-- Exercise directions --
Output exactly the lines between the one holding "point: bush -- one" and the last line of the data below, both of those lines included.
### Data records ###
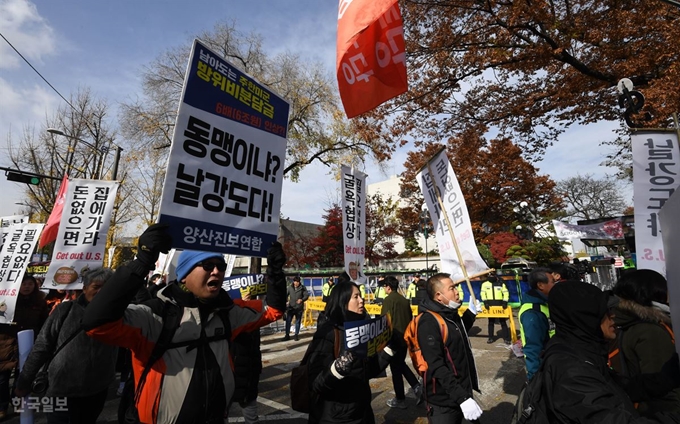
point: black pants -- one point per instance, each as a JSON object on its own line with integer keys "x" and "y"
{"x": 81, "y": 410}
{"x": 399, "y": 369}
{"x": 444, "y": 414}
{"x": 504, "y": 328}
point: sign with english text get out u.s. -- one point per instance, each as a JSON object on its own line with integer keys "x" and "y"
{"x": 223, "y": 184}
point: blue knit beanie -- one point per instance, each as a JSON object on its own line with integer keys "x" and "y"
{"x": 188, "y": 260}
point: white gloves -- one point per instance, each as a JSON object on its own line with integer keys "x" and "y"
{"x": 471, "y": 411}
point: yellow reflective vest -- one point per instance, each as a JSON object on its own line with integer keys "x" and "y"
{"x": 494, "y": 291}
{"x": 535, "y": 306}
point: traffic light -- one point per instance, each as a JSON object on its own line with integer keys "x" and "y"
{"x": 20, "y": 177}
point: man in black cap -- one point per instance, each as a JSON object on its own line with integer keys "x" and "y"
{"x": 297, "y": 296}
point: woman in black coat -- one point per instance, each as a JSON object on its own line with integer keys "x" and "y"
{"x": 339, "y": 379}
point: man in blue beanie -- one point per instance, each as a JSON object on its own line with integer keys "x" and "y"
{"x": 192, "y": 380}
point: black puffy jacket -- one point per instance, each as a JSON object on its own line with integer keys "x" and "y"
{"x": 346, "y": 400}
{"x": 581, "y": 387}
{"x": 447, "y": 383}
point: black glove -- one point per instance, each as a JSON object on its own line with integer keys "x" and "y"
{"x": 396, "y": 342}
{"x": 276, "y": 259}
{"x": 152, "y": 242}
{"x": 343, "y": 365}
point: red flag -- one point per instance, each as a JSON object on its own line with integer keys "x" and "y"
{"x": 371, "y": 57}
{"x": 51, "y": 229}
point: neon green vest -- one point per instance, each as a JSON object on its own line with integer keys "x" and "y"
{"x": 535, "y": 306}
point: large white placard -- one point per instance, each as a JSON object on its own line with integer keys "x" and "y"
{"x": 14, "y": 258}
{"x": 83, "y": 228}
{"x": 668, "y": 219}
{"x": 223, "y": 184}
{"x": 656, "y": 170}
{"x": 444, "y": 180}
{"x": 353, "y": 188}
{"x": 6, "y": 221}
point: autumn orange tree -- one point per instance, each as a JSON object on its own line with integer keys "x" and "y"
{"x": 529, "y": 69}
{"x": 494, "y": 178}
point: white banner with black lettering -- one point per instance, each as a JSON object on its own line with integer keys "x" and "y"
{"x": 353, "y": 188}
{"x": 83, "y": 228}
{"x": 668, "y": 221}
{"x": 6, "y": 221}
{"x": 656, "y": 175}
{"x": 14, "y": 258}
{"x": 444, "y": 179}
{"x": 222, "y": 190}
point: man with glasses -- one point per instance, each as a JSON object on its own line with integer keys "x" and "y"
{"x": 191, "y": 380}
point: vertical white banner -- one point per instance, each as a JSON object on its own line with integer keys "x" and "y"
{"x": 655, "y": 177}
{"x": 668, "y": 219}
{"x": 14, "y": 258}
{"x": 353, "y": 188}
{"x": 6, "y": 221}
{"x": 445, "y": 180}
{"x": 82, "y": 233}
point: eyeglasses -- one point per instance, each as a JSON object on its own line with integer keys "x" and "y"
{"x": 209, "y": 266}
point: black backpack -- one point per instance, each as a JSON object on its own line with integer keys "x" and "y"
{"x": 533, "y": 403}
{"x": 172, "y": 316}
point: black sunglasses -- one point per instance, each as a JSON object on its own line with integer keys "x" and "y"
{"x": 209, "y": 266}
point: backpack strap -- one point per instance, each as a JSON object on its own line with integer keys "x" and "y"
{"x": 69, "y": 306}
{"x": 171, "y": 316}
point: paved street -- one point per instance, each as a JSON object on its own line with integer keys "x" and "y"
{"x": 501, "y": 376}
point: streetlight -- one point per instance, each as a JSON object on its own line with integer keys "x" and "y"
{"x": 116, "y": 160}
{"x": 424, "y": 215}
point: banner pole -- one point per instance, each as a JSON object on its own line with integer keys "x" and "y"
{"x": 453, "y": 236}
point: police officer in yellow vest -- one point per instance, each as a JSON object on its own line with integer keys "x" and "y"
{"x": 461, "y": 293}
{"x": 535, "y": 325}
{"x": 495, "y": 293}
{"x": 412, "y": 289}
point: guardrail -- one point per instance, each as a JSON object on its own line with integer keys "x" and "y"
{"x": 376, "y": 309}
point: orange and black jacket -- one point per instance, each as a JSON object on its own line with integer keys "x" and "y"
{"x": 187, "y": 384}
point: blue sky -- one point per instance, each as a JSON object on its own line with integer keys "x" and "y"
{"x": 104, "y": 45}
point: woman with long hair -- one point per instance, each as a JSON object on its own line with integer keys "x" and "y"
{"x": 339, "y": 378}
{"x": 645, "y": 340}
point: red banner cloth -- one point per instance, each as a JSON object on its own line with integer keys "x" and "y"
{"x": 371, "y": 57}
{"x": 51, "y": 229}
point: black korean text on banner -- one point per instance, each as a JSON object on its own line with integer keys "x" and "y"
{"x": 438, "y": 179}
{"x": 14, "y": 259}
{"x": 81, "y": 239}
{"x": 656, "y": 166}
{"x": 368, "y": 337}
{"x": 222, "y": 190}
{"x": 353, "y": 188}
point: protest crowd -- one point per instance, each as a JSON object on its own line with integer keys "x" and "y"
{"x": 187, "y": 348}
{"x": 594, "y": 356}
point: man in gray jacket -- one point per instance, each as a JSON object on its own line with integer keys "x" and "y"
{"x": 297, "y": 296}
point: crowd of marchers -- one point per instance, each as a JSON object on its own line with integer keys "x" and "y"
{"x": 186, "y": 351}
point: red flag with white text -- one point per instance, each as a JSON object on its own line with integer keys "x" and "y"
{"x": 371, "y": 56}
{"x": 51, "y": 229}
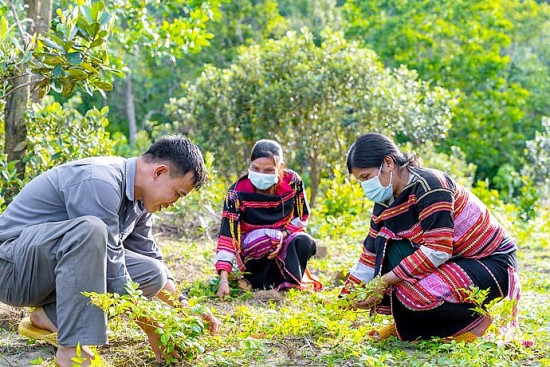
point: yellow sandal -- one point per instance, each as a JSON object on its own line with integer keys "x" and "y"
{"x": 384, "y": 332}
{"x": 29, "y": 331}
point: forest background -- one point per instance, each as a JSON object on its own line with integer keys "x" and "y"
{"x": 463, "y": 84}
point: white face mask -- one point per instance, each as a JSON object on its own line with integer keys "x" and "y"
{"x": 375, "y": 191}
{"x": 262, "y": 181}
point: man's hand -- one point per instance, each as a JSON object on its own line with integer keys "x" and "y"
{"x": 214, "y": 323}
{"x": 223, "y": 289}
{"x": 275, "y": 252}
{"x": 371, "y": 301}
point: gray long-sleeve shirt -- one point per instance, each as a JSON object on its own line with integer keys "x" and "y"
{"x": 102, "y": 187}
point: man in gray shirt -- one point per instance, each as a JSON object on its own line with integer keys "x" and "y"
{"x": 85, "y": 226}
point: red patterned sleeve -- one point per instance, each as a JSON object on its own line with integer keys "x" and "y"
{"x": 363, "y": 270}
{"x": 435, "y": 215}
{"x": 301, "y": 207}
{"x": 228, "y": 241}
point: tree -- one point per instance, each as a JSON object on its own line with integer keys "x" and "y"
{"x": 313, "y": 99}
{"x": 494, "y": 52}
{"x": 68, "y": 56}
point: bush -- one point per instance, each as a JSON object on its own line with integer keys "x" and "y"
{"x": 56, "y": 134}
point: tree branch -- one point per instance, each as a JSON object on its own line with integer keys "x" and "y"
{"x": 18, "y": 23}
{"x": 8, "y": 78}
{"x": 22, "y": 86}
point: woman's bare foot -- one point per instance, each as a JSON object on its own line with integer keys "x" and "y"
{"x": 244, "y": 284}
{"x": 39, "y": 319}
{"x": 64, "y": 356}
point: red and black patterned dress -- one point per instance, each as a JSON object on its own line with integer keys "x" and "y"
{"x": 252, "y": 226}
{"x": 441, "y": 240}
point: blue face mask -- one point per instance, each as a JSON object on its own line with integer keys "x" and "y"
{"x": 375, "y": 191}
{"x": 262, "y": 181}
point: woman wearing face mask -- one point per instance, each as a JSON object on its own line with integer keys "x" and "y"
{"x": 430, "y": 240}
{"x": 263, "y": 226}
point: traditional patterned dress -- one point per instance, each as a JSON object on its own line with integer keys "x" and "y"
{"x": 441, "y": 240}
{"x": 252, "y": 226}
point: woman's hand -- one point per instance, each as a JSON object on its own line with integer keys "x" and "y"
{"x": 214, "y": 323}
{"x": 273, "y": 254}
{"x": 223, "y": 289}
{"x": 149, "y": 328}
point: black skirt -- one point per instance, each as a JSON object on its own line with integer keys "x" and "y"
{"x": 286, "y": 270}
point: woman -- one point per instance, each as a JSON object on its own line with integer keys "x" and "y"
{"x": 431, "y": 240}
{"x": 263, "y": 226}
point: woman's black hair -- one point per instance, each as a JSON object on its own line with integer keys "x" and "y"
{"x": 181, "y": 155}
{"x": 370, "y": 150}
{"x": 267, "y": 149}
###
-- Task solution --
point: bush -- one point per instance, each as a JSON object on its own line with integer keys "x" and "y"
{"x": 56, "y": 134}
point: tree branch -- one point per instance, each as a JSON object on its own line with integer keys "x" and "y"
{"x": 18, "y": 23}
{"x": 8, "y": 78}
{"x": 22, "y": 86}
point: woman's bare foot -- one point per instance, each as a JSON object on its own line with integer keys "x" and "y"
{"x": 244, "y": 284}
{"x": 39, "y": 319}
{"x": 64, "y": 356}
point: red and black patterned dress -- one point per instance, each as a JSON object on its own line with integer keys "x" and "y"
{"x": 252, "y": 226}
{"x": 441, "y": 240}
point: blue face mask -- one point per instance, each as a JSON object on its own line with integer keys "x" and "y"
{"x": 375, "y": 191}
{"x": 262, "y": 181}
point: woman wearing face mask -- one point per instance, each as a JSON object on its own line with integer keys "x" and "y"
{"x": 430, "y": 240}
{"x": 263, "y": 226}
point: traditional patterned dress -- one point per instance, each as a JSON object on its own line with integer keys "x" and "y"
{"x": 441, "y": 240}
{"x": 252, "y": 226}
point: woman's hand -- one point per instance, each as a JSON object on its own line with integer keys "x" and "y"
{"x": 214, "y": 323}
{"x": 273, "y": 254}
{"x": 223, "y": 289}
{"x": 149, "y": 328}
point: black skirt -- one point per instance, each as a JSON object on its own line with integer keys "x" and "y"
{"x": 286, "y": 270}
point: woman -- one point per instance, each as a JSON object on its own line with integer keys "x" and "y"
{"x": 431, "y": 240}
{"x": 263, "y": 226}
point: woman's black hair -- one point per instance, each as a JSON object on its own line with integer keys "x" and "y"
{"x": 181, "y": 155}
{"x": 370, "y": 150}
{"x": 267, "y": 149}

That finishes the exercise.